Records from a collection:
++++++++

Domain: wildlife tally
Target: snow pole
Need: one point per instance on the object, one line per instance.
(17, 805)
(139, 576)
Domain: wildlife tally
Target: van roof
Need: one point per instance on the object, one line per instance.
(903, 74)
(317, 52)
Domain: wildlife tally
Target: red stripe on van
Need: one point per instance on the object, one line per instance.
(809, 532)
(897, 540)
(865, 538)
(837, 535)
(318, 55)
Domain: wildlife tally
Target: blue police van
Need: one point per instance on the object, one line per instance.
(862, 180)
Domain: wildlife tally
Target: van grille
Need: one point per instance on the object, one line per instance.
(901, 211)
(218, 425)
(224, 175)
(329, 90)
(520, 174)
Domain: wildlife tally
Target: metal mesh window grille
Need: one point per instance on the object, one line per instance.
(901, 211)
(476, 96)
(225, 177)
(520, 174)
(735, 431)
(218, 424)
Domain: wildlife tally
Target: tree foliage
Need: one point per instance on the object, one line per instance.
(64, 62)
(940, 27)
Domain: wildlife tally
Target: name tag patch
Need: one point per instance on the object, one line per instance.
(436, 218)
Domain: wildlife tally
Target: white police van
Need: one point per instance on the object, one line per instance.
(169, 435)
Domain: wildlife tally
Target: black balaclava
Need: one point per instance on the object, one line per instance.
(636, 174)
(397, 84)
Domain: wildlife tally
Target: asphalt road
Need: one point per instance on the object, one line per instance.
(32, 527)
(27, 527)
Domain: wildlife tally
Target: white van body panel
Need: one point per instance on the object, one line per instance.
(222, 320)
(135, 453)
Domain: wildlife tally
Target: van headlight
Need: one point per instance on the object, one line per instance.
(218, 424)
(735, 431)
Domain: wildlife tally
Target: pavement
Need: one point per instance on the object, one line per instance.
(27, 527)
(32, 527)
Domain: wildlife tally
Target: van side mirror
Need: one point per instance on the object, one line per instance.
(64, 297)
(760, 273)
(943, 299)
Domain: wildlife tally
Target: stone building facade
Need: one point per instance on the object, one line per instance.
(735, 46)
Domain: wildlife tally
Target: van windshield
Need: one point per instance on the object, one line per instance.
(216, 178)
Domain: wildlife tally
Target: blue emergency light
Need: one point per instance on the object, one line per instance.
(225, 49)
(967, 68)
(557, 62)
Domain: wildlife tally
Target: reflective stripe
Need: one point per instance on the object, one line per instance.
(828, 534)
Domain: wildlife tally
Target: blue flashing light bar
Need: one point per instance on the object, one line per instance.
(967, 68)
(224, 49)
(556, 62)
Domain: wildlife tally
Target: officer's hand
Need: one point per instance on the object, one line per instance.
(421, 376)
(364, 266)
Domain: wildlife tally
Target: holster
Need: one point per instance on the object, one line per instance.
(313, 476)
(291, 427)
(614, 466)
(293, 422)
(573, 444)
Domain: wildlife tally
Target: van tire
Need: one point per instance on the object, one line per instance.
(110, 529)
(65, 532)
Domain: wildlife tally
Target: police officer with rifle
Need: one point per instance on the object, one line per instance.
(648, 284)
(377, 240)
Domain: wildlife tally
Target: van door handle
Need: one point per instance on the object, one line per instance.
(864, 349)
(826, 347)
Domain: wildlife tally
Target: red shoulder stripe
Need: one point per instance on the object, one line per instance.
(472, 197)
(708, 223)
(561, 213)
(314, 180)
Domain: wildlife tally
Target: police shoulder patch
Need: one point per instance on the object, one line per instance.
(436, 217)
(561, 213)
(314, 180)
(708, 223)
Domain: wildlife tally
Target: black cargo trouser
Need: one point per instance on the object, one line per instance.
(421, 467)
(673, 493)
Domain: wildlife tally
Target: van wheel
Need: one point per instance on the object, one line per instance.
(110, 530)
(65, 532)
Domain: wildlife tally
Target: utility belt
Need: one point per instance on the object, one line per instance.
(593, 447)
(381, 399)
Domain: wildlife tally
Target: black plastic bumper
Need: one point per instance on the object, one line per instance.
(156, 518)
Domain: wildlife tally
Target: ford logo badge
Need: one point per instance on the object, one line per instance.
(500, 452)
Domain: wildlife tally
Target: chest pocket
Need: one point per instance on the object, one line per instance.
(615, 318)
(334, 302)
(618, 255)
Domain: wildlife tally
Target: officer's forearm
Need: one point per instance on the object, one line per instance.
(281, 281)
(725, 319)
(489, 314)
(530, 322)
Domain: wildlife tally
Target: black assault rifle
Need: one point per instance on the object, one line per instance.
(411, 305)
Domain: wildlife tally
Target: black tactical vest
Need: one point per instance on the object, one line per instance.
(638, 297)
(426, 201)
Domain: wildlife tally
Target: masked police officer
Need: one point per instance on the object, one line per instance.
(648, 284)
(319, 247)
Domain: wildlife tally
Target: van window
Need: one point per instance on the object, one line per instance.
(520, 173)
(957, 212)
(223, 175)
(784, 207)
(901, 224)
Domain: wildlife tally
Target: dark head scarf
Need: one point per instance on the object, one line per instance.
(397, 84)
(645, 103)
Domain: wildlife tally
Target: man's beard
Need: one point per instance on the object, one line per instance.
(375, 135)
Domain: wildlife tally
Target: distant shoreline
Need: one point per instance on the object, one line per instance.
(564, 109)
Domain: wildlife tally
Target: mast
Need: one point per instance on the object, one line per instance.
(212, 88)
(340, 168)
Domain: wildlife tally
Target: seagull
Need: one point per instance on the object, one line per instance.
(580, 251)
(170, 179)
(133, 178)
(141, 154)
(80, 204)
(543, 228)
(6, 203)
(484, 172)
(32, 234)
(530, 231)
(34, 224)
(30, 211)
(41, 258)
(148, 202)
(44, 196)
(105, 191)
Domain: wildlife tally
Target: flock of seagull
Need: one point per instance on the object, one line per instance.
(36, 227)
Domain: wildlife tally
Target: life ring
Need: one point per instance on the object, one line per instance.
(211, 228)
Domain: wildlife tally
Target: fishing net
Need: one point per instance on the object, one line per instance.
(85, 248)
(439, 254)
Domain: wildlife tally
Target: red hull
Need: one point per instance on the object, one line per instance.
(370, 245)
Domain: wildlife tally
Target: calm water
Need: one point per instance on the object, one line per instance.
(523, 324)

++++++++

Exercise description -
Can you collect every line in the listing above that contains the string "black"? Count only matches in the same case.

Output below -
Target: black balaclava
Target: black cargo trouser
Target: black plastic bumper
Target: black assault rifle
Target: black tactical vest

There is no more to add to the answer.